Could you reproduce, exactly and alone, the lines running from the one with "the grass growing" to the end of the data below?

(Material shown Opens)

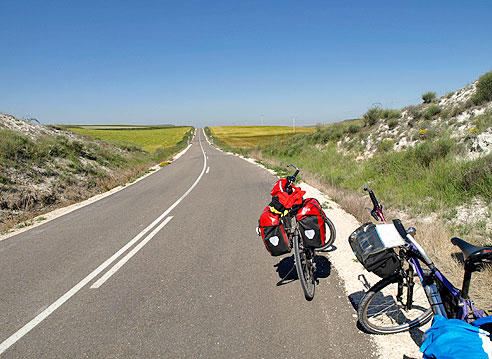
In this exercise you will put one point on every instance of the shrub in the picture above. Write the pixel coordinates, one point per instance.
(483, 121)
(431, 111)
(484, 89)
(388, 113)
(371, 116)
(386, 145)
(429, 151)
(392, 123)
(429, 96)
(354, 128)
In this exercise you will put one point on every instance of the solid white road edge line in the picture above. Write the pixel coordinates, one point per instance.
(125, 259)
(45, 313)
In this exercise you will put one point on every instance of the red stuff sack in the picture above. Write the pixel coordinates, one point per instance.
(273, 233)
(311, 220)
(283, 200)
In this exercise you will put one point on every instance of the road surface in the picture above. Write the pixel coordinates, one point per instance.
(169, 267)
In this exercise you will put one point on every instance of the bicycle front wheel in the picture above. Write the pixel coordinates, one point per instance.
(305, 267)
(387, 309)
(331, 234)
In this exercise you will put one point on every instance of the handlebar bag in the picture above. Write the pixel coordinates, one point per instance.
(311, 220)
(372, 252)
(273, 233)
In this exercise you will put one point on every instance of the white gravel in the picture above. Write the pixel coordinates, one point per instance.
(354, 276)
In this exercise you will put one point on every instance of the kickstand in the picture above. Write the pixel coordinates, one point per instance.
(282, 281)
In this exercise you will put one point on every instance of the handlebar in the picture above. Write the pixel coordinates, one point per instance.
(377, 211)
(291, 179)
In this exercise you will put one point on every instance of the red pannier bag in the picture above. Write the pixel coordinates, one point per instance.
(311, 220)
(273, 233)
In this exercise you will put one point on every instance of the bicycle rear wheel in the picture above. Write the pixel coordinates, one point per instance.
(330, 235)
(304, 260)
(383, 310)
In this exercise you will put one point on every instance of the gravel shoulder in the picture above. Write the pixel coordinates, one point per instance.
(356, 279)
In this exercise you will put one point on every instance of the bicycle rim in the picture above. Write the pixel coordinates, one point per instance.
(330, 235)
(304, 261)
(382, 312)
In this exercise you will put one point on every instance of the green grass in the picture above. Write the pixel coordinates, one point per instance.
(148, 138)
(424, 179)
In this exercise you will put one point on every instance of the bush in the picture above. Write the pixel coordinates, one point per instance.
(431, 111)
(388, 113)
(428, 151)
(392, 123)
(429, 96)
(484, 90)
(371, 116)
(386, 145)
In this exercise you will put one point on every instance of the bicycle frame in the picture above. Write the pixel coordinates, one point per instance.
(414, 253)
(465, 306)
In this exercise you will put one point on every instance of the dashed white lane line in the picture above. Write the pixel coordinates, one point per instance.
(7, 343)
(125, 259)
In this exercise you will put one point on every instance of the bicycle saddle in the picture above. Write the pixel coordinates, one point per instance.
(471, 253)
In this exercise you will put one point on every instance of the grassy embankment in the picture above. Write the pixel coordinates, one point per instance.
(243, 138)
(149, 138)
(43, 173)
(426, 184)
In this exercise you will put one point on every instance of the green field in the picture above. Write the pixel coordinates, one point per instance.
(149, 138)
(252, 136)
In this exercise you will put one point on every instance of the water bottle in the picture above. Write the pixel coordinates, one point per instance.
(435, 299)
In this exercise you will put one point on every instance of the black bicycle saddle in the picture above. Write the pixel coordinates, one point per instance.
(471, 253)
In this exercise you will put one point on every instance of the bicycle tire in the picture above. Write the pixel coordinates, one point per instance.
(305, 271)
(380, 312)
(331, 237)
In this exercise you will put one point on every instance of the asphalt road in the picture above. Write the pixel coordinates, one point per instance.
(198, 283)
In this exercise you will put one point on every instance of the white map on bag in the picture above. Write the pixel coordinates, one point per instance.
(389, 235)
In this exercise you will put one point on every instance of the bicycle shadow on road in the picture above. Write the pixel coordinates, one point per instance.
(287, 272)
(416, 334)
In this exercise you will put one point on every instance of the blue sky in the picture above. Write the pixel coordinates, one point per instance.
(234, 62)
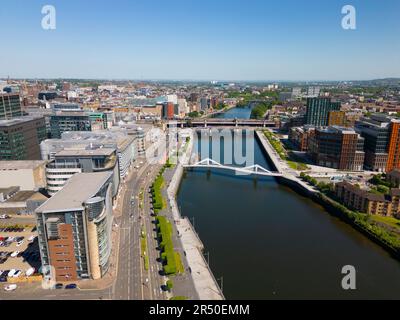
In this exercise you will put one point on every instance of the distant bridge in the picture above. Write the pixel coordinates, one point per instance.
(255, 169)
(215, 122)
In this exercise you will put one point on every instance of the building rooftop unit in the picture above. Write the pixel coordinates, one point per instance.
(72, 196)
(101, 137)
(85, 152)
(21, 164)
(337, 129)
(18, 120)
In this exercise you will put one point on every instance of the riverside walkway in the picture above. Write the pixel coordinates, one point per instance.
(204, 281)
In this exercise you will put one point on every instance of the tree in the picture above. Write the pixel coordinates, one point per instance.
(169, 285)
(193, 114)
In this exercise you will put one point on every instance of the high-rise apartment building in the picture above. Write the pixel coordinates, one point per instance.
(394, 146)
(318, 109)
(382, 141)
(20, 138)
(74, 228)
(376, 133)
(337, 147)
(10, 106)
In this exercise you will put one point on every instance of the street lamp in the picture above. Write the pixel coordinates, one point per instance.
(208, 257)
(222, 283)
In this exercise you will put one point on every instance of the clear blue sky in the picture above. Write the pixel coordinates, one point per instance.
(202, 39)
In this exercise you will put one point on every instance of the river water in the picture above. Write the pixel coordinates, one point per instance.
(268, 242)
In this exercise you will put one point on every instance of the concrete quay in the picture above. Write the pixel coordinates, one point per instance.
(205, 284)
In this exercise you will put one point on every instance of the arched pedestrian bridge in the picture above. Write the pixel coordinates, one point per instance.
(254, 169)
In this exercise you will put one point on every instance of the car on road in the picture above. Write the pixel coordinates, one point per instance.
(30, 272)
(58, 286)
(17, 274)
(11, 273)
(15, 254)
(10, 287)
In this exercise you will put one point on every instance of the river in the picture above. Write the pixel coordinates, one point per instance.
(268, 242)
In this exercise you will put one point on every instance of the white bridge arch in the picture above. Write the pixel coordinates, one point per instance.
(254, 169)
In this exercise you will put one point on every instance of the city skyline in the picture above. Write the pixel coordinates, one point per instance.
(289, 41)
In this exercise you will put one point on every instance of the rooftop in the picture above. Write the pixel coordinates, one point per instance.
(73, 196)
(84, 152)
(18, 120)
(21, 164)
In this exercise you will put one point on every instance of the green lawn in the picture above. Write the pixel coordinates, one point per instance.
(393, 222)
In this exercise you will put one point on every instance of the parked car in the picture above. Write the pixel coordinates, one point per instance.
(30, 272)
(15, 254)
(10, 287)
(11, 273)
(17, 274)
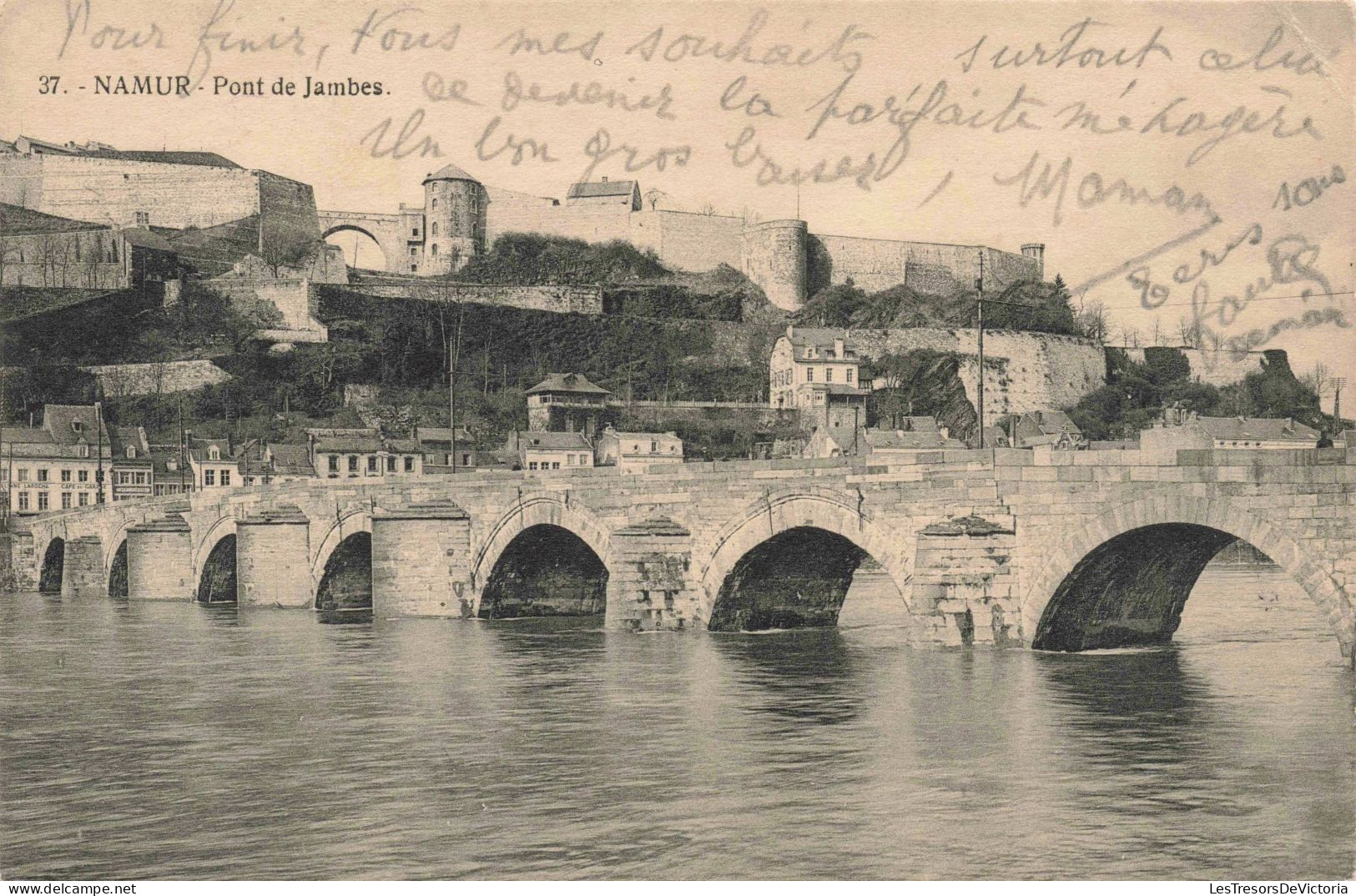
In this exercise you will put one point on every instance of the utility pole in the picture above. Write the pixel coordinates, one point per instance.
(451, 390)
(98, 473)
(180, 445)
(980, 286)
(1338, 401)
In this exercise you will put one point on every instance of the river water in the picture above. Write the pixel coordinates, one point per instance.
(154, 740)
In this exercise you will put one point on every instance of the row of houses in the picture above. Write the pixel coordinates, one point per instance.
(75, 458)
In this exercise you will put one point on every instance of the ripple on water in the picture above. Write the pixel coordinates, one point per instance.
(154, 740)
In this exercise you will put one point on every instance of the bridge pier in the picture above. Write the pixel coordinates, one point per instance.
(82, 571)
(273, 559)
(648, 581)
(19, 561)
(421, 560)
(965, 588)
(160, 560)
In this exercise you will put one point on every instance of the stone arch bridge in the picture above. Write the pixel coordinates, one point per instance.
(1051, 549)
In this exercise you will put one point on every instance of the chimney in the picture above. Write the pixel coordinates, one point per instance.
(1036, 251)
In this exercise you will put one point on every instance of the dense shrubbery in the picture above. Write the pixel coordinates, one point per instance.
(1135, 395)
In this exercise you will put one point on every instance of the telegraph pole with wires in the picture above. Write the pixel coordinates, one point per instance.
(980, 288)
(980, 303)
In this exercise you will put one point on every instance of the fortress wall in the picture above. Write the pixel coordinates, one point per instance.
(592, 224)
(774, 259)
(156, 379)
(84, 259)
(288, 223)
(1218, 368)
(114, 190)
(689, 242)
(577, 300)
(878, 264)
(1023, 372)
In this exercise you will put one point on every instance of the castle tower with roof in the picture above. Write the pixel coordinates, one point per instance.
(455, 214)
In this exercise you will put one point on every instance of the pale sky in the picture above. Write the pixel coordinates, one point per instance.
(1207, 108)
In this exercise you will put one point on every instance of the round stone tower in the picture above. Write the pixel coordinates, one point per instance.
(1036, 251)
(774, 259)
(455, 220)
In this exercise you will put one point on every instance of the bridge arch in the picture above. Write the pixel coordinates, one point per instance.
(535, 511)
(798, 514)
(1184, 533)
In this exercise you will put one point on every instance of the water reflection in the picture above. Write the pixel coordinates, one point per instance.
(177, 740)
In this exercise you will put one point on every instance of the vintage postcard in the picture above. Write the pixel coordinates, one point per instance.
(677, 440)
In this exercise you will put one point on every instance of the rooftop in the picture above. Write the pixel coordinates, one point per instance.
(567, 383)
(449, 173)
(906, 440)
(536, 440)
(822, 340)
(594, 189)
(73, 423)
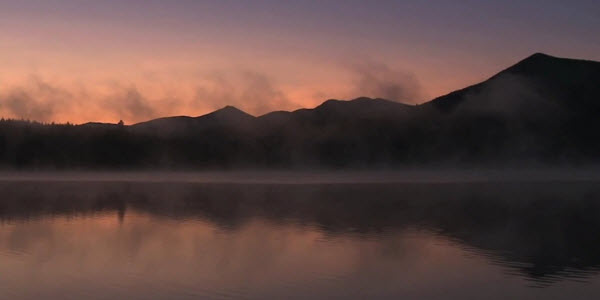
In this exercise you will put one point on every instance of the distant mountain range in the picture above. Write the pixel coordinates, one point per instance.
(542, 110)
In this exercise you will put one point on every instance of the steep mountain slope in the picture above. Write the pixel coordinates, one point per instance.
(541, 110)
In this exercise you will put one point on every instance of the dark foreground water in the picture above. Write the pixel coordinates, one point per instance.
(151, 240)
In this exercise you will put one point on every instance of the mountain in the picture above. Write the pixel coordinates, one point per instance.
(228, 116)
(543, 109)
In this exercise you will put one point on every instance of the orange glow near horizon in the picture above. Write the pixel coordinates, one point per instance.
(81, 61)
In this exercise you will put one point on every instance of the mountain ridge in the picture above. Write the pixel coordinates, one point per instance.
(542, 109)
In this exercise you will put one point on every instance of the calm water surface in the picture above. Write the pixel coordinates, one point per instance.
(153, 240)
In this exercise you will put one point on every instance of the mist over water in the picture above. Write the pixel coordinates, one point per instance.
(136, 237)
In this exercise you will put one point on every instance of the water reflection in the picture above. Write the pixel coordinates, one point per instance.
(185, 240)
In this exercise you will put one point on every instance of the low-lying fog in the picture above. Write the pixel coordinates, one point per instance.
(311, 177)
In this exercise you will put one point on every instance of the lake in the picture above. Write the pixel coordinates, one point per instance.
(86, 237)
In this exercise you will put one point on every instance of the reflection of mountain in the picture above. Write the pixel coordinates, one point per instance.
(541, 110)
(545, 231)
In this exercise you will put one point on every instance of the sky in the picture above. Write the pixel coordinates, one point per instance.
(87, 60)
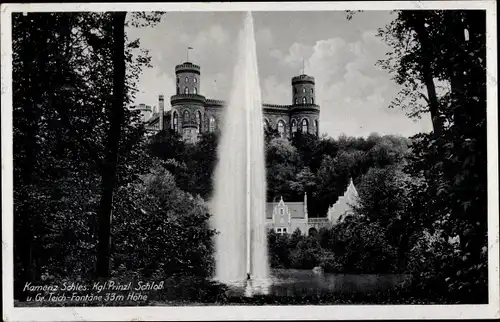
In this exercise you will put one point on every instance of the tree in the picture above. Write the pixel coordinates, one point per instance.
(108, 180)
(449, 47)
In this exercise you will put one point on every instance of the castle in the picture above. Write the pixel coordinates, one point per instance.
(192, 114)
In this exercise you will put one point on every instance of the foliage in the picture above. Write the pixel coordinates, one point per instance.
(447, 47)
(170, 229)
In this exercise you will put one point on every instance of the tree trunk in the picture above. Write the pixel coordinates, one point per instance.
(27, 94)
(417, 20)
(109, 168)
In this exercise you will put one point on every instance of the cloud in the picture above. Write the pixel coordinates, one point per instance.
(264, 38)
(276, 92)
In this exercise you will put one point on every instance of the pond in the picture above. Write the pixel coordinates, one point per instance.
(293, 282)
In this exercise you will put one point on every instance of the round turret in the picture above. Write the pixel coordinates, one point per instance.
(303, 90)
(188, 78)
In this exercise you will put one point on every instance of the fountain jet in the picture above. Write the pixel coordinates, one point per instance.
(239, 197)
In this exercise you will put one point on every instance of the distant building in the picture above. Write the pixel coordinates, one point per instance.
(192, 113)
(285, 217)
(343, 207)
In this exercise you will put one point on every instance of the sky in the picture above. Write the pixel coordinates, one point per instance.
(353, 93)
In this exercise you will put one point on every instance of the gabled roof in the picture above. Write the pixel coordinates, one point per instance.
(296, 209)
(344, 203)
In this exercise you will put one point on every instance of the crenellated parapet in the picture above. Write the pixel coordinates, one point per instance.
(187, 98)
(303, 79)
(213, 102)
(187, 67)
(277, 106)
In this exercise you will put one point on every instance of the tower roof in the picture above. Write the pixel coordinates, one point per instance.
(187, 67)
(303, 79)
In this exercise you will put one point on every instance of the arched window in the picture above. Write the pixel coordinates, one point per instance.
(294, 126)
(281, 128)
(211, 124)
(266, 124)
(198, 121)
(175, 122)
(185, 117)
(305, 126)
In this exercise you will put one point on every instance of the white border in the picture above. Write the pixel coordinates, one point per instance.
(352, 312)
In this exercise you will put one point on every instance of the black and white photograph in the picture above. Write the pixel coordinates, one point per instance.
(219, 161)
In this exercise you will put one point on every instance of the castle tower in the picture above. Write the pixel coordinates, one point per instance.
(161, 110)
(303, 90)
(188, 105)
(187, 78)
(305, 112)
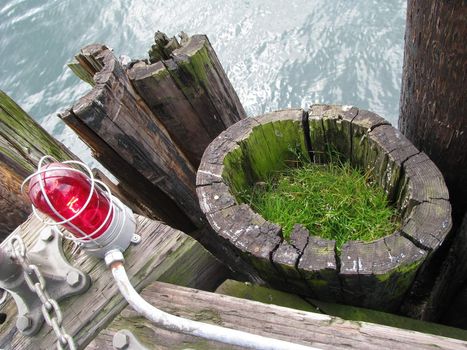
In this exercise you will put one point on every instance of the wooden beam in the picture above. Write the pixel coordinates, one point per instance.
(273, 321)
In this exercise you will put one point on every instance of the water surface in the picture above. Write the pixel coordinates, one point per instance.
(277, 54)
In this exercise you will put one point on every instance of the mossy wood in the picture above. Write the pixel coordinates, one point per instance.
(22, 143)
(148, 124)
(164, 254)
(373, 274)
(266, 295)
(188, 90)
(313, 329)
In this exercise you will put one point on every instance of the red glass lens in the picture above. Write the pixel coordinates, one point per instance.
(68, 191)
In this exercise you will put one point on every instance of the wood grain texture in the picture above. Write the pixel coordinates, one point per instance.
(374, 274)
(278, 322)
(163, 254)
(433, 93)
(129, 140)
(22, 143)
(187, 89)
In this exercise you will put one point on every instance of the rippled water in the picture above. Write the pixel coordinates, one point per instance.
(277, 54)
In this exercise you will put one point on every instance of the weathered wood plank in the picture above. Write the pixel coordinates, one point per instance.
(123, 126)
(22, 143)
(380, 270)
(188, 91)
(265, 295)
(302, 327)
(374, 274)
(166, 100)
(163, 254)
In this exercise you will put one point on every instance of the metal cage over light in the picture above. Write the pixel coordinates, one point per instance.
(67, 194)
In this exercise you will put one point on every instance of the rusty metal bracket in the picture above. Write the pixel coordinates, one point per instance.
(60, 279)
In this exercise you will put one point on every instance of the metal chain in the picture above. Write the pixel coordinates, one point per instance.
(4, 296)
(50, 308)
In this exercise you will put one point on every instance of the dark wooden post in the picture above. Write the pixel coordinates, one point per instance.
(433, 99)
(22, 143)
(432, 115)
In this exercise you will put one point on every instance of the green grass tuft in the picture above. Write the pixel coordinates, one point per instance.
(333, 201)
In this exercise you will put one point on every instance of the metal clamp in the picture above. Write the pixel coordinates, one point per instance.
(125, 340)
(61, 278)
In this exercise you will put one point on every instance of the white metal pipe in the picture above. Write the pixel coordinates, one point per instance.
(198, 329)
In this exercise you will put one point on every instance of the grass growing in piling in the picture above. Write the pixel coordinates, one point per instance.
(333, 201)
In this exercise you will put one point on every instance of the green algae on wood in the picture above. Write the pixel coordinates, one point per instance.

(Material shown Closes)

Answer box:
In this exercise you will put one point on every instance of the grass growing in piling in the picture above. Write the pixel coordinates, one point per instance.
(333, 201)
In this exercise you will put one point on every instance of the green algae on wood in the picture above. Write the pixel coordinates, one point per instance.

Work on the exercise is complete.